Walk the entire address space configured in the pagetable and parse the
attribute descriptors.
Signed-off-by: Sebastian Ene <[email protected]>
---
arch/arm64/mm/ptdump.c | 157 +++++++++++++++++++++++++++++++++++++++++
1 file changed, 157 insertions(+)
diff --git a/arch/arm64/mm/ptdump.c b/arch/arm64/mm/ptdump.c
index 0b4cb54e43ff..9f88542d5312 100644
--- a/arch/arm64/mm/ptdump.c
+++ b/arch/arm64/mm/ptdump.c
@@ -86,6 +86,7 @@ struct pg_state {
bool check_wx;
unsigned long wx_pages;
unsigned long uxn_pages;
+ struct ptdump_info_file_priv *f_priv;
};
struct prot_bits {
@@ -174,6 +175,66 @@ static const struct prot_bits pte_bits[] = {
}
};
+static const struct prot_bits stage2_pte_bits[] = {
+ {
+ .mask = PTE_VALID,
+ .val = PTE_VALID,
+ .set = " ",
+ .clear = "F",
+ }, {
+ .mask = KVM_PTE_LEAF_ATTR_HI_S2_XN,
+ .val = KVM_PTE_LEAF_ATTR_HI_S2_XN,
+ .set = "XN",
+ .clear = " ",
+ }, {
+ .mask = KVM_PTE_LEAF_ATTR_LO_S2_S2AP_R,
+ .val = KVM_PTE_LEAF_ATTR_LO_S2_S2AP_R,
+ .set = "R",
+ .clear = " ",
+ }, {
+ .mask = KVM_PTE_LEAF_ATTR_LO_S2_S2AP_W,
+ .val = KVM_PTE_LEAF_ATTR_LO_S2_S2AP_W,
+ .set = "W",
+ .clear = " ",
+ }, {
+ .mask = KVM_PTE_LEAF_ATTR_LO_S2_AF,
+ .val = KVM_PTE_LEAF_ATTR_LO_S2_AF,
+ .set = "AF",
+ .clear = " ",
+ }, {
+ .mask = PTE_NG,
+ .val = PTE_NG,
+ .set = "FnXS",
+ .clear = " ",
+ }, {
+ .mask = PTE_CONT,
+ .val = PTE_CONT,
+ .set = "CON",
+ .clear = " ",
+ }, {
+ .mask = PTE_TABLE_BIT,
+ .val = PTE_TABLE_BIT,
+ .set = " ",
+ .clear = "BLK",
+ }, {
+ .mask = KVM_PGTABLE_PROT_SW0,
+ .val = KVM_PGTABLE_PROT_SW0,
+ .set = "SW0", /* PKVM_PAGE_SHARED_OWNED */
+ }, {
+ .mask = KVM_PGTABLE_PROT_SW1,
+ .val = KVM_PGTABLE_PROT_SW1,
+ .set = "SW1", /* PKVM_PAGE_SHARED_BORROWED */
+ }, {
+ .mask = KVM_PGTABLE_PROT_SW2,
+ .val = KVM_PGTABLE_PROT_SW2,
+ .set = "SW2",
+ }, {
+ .mask = KVM_PGTABLE_PROT_SW3,
+ .val = KVM_PGTABLE_PROT_SW3,
+ .set = "SW3",
+ },
+};
+
struct pg_level {
const struct prot_bits *bits;
const char *name;
@@ -286,6 +347,7 @@ static void note_page(struct ptdump_state *pt_st, unsigned long addr, int level,
delta >>= 10;
unit++;
}
+
pt_dump_seq_printf(st->seq, "%9lu%c %s", delta, *unit,
pg_info[st->level].name);
if (st->current_prot && pg_info[st->level].bits)

• SUPPLIED MATERIAL:

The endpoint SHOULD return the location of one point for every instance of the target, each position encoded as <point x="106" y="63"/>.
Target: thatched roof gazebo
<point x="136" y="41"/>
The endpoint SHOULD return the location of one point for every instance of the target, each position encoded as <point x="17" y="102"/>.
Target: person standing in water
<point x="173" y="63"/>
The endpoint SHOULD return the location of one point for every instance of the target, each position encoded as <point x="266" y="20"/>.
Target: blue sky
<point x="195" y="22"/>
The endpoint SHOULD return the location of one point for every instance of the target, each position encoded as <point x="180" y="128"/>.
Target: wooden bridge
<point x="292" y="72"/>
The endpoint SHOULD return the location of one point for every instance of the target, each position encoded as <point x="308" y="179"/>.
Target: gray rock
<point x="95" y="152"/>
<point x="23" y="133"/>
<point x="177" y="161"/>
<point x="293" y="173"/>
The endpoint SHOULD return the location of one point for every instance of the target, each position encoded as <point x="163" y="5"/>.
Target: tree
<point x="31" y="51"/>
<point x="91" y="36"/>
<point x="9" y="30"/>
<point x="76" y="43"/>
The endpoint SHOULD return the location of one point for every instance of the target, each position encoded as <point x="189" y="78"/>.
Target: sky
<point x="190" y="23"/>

* * *

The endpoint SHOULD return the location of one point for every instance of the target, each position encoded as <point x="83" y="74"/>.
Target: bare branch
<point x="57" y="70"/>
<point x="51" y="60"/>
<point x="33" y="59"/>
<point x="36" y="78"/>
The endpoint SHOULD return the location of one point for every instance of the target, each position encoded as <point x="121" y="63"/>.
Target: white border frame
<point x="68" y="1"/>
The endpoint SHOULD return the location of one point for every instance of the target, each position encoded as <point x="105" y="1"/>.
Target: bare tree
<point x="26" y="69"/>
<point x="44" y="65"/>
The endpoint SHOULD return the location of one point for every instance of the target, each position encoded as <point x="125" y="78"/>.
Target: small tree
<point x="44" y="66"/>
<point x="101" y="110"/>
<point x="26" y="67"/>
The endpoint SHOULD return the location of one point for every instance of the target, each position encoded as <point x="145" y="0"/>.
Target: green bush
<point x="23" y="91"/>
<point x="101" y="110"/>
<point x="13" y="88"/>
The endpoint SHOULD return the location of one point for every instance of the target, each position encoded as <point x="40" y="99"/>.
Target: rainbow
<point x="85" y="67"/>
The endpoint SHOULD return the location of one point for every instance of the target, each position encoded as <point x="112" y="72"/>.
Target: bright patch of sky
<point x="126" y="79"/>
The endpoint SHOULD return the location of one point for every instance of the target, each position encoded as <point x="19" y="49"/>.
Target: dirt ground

---

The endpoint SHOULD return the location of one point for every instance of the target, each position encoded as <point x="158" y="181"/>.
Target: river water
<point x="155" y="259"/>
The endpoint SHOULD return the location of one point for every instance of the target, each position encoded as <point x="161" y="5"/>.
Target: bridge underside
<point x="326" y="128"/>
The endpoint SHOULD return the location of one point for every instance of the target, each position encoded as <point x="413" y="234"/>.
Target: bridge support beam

• THINGS TO DO:
1. According to the arm64 page-table patch, how many insertions does it make to ptdump.c?
2. Find every line in the listing that contains the string "bridge" and copy each of those lines. Case counts.

• SOLUTIONS TO EACH TASK:
1. 157 insertions, all in that one file.

2.
Target: wooden bridge
Target: bridge underside
Target: bridge support beam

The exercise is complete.